Though many chapters in Unnatural History: Breast Cancer and American Society revisit expected material — Susan Emlen’s personal account of her surgery for a breast cancer in 1814, Halsted’s development of the radical mastectomy — author Robert Aronowitz succeeds at combining these stories with newer ideas about the development of breast cancer “risk rhetoric” into an overall compelling and well-researched narrative about how the medical establishment dealt with breast cancer as a diagnosis throughout the last two centuries and how the public responded.
One of the main premises is that “American women fear breast cancer now more than the last 100 years.” Undoubtedly — given the current ubiquity of the “1 in 8” statistic and the visibility of causes such as the Race for the Cure — this is true; Aronowitz takes up the pertinent question why. While acknowledging the tentative observation of increased breast cancer incidence (and therefore visibility), he mainly focuses on how sociological and cultural aspects of illness and medicine in the last century have shaped our ideas about cancer, and breast cancer in particular. Much of the story lies in the history of how cancer was understood: Was it considered a local or a constitutional disease? How did it “travel?” Over what aspects could medicine have an effect? In the chapters detailing the personal experiences of Susan Emlen (in 1814) and Rachel Carson (in the 1960s), Aronowitz points out striking continuities in medical care surrounding breast cancer: For example, in the face of so many unknowns, medical professionals often hedged answers to patients in an effort to communicate a delicate combination of realism and hope, most of the time by withholding an actual cancer diagnosis.
Toward the end of the book, Aronowitz delves into his most original material by dissecting the “rhetoric of risk” that has come to dominate our thinking about breast cancer. Women, he argues, have been increasingly encouraged to think of themselves as at risk for breast cancer. In theory, this serves the purpose of convincing women to get screened early and regularly, but he argues it also has promoted a fear of breast cancer that is if not inappropriate, at least disproportionate to the cause.
The question of fear seems to lie at the root of his discussion. Aronowitz strikes a chord in his assessment that our culture disproportionately fears breast cancer and that this cultural fear ultimately plays out in individual women’s lives to the detriment of their overall well-being and decision-making capabilities, yet it remains important to explore the dynamics of that fear in order to set us on the path toward appropriately mitigating it.
Aronowitz’s work does not intend to capture the entire story; its complexity is likely beyond the scope of one work anyway. It is to his credit that he sheds new light on how we understand breast cancer, and his focus on “non-biological” aspects of the disease opens future doors. Overall, the book provides valuable insight and several revealing historical gems illuminating how our understanding of breast cancer has changed with the times. Fans of history of medicine (as well as the history of surgery, oncology, and women’s health) will find many chapters rewarding, and, along with the other works that begin to deconstruct how we think about our medical practices in a historical and sociological light, it is an important addition to all medical libraries.

Complete the following:
[a] According to the book review, in what year did Susan Emlen have surgery for breast cancer?
[b] Copy the book review's passage starting at "Toward the end" and ending at "to the cause.", substituting "tested" for "screened".

Dataset records:
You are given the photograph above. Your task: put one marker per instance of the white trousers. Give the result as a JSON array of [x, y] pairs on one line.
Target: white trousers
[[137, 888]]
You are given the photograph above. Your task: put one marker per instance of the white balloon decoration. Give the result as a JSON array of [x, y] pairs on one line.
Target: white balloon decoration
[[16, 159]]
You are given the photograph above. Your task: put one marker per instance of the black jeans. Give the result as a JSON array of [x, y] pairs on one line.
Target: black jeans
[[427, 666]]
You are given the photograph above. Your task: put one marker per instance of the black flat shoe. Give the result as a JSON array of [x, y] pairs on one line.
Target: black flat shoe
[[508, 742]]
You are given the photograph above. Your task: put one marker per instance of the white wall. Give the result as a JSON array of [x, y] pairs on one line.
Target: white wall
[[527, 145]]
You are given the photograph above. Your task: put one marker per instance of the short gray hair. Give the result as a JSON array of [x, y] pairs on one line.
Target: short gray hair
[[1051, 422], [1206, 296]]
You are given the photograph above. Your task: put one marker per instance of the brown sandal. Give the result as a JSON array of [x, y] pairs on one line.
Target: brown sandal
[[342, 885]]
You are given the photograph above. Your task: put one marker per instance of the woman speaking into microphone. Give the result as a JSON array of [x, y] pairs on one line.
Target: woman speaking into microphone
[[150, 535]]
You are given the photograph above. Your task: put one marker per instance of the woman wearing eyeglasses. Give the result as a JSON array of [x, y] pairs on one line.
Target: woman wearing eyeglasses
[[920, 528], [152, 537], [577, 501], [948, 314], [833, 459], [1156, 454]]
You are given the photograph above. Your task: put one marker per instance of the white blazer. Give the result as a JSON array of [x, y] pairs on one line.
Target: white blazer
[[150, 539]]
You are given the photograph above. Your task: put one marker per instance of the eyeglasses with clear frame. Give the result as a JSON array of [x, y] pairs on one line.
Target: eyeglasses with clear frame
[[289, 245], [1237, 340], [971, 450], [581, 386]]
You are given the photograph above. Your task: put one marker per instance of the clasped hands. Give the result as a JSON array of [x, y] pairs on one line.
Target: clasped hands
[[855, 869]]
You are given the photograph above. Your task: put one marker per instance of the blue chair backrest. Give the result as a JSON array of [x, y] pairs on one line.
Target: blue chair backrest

Results of the exercise:
[a] 1814

[b]
Toward the end of the book, Aronowitz delves into his most original material by dissecting the “rhetoric of risk” that has come to dominate our thinking about breast cancer. Women, he argues, have been increasingly encouraged to think of themselves as at risk for breast cancer. In theory, this serves the purpose of convincing women to get tested early and regularly, but he argues it also has promoted a fear of breast cancer that is if not inappropriate, at least disproportionate to the cause.